** Start Supplied information **

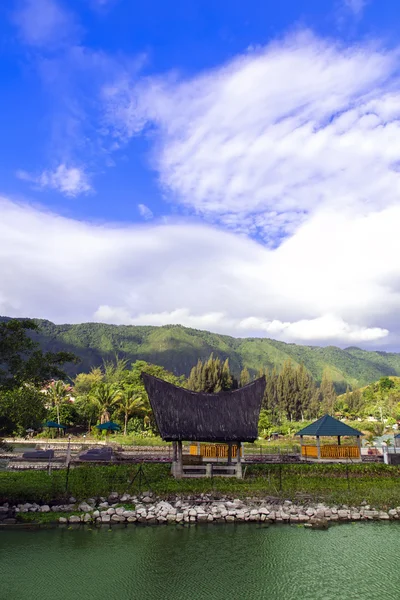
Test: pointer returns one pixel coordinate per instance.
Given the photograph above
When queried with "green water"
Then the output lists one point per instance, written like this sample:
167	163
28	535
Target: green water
215	562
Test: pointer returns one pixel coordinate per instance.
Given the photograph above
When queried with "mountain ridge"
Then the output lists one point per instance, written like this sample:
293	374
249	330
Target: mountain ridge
178	348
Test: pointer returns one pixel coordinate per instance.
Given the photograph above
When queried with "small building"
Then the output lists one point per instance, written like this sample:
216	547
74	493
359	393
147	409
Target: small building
216	424
328	427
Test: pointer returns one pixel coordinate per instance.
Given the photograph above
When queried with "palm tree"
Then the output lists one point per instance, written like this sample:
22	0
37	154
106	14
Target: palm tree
103	396
129	403
58	393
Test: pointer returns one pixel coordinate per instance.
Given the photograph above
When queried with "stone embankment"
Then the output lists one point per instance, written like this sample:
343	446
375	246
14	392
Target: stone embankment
150	510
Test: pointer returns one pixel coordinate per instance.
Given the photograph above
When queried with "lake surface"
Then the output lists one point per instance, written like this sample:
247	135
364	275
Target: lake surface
210	562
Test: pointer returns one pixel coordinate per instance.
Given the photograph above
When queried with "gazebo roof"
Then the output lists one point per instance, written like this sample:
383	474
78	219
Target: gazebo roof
328	426
196	416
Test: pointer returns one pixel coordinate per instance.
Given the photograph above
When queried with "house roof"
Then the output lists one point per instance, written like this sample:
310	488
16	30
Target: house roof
223	417
328	426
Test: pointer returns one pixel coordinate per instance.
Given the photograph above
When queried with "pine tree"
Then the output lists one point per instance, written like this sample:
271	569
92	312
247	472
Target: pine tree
244	377
328	394
226	377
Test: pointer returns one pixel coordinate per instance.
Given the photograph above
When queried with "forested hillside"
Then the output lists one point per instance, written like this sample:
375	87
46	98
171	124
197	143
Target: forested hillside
178	349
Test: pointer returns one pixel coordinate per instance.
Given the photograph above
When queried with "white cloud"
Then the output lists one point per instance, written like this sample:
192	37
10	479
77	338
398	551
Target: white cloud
45	23
70	181
355	6
336	280
145	212
261	143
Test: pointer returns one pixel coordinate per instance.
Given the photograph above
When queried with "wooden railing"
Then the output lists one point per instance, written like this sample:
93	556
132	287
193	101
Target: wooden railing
331	451
309	451
214	450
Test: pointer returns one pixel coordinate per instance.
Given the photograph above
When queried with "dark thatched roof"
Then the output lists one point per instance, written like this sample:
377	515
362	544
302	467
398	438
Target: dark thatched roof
196	416
328	426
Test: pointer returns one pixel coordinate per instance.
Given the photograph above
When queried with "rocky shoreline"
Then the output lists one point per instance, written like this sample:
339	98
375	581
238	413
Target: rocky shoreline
150	510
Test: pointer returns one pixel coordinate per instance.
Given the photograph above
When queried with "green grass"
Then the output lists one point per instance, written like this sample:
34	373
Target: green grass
377	484
42	518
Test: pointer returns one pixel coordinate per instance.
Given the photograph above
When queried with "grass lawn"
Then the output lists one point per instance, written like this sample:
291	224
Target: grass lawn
377	484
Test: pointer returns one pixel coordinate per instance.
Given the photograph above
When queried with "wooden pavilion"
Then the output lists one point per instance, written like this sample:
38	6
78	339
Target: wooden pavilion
329	427
216	424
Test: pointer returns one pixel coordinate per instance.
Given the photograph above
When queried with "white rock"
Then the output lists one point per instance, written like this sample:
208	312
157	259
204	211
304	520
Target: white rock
74	519
117	519
343	515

** End Supplied information **

Leave out all pictures, then copy the remaining material exactly.

Test: pointer returns one pixel coordinate per instance.
Given the photograph above
When queried with "green water"
Then the output lists one point per instance, written like this sample:
167	163
28	535
Target: green water
215	562
Test: pointer returns one pixel coordinate per instance.
Given the photograph above
When queried with "mountain ridge"
Then the output lists one point per instance, written like this sample:
293	374
249	330
Target: mountain ridge
178	348
Test: pointer returns one pixel coordinate per instance.
Given the photograph above
When queried with "small building"
Then the output lists one point per instance, written like this sample:
216	547
74	493
359	393
147	409
Target: small building
216	424
328	427
Test: pointer returns one pixel coordinate per instance.
Given the photograph above
When queried with "palm tree"
Then the output lists one point per instance, written like this sample:
22	0
37	154
106	14
Target: palm tree
103	396
129	403
58	393
Test: pointer returns one pixel coordinate per instance.
Given the photograph above
When queried with "stone embankment"
Then the output lists one point per instance, written like this sample:
343	446
375	246
14	392
Target: stone embankment
150	510
Test: pointer returns one pixel coordinate per instance.
Given the photograph above
When queried with "lake surface"
Then the output lists one point per instance, written like this sample:
247	135
364	275
Target: lake surface
210	562
Test: pointer returns one pixel coordinate per instance.
Given the photograph above
When queried with "gazebo roof"
Then the output lists one point per instance, written like this sample:
383	474
78	219
Target: gazebo roof
328	426
196	416
Test: pointer returns one pixel coordinate per instance.
Given the photograph above
When queried with "house roof"
Then the output lists one point per instance, written like this sample:
310	488
16	30
Target: house roof
223	417
328	426
Test: pointer returns one pixel coordinate per instance.
Given the photograph above
When queried with "pine tree"
Then the output lists one point per instance, written like this sample:
271	569
92	312
247	472
Target: pine tree
244	377
328	394
226	377
Test: pointer returns one pixel coordinate per instance.
Given the photograph above
When queried with "forested hillside"
Then the output lists one point per instance, written like this sample:
375	87
46	98
171	124
197	143
Target: forested hillside
178	349
Test: pointer returns one pixel coordinate per instance.
Given the photograph above
When queried with "white cloud"
Then the output lists one point per instance, written like this sample:
192	37
10	479
77	338
398	551
Target: white cloud
45	23
70	181
355	6
336	280
145	212
261	143
Test: pointer returns one pixel coordinate per instance.
Given the photograph above
When queried with "wooden railing"
Then the output lists one point per instance, written like this sample:
93	556
132	287
193	101
Target: wooden railing
331	451
309	451
214	450
Test: pointer returns one pixel coordinate per instance.
Given the photograph above
When queried with "dark thatched roof"
Then the output lists one point per instance, written like this sample:
377	515
362	544
302	467
398	438
Target: dark thatched roof
196	416
328	426
Test: pointer returns one pixel coordinate per instance.
Given the photograph above
When queried with "rocky shoreline"
Then the output lists one point per instance, written like this sample:
339	98
375	581
238	413
Target: rocky shoreline
150	510
Test: pointer returns one pixel coordinate per instance.
Given the photograph above
When queried with "green grass"
Then the output lists one point per instance, written like this sample:
34	373
Target: green grass
377	484
42	518
Test: pointer returns one pixel coordinate per instance.
Given the photograph above
When queried with "grass lawn"
Then the output lists one point per instance, written like this sample:
291	224
Target: grass lawn
377	484
Test: pointer returns one pixel coordinate per instance.
Given the photograph above
When queried with "wooden pavilion"
Then the output lists one point per instance, written like this sample:
38	6
78	339
Target: wooden pavilion
329	427
216	424
Test: pointer returns one pixel coordinate per instance.
Given the photograph above
When queried with "white rock"
Then the output lists one point per instance, written like this sample:
208	312
157	259
204	211
304	520
Target: white rock
74	519
117	519
343	515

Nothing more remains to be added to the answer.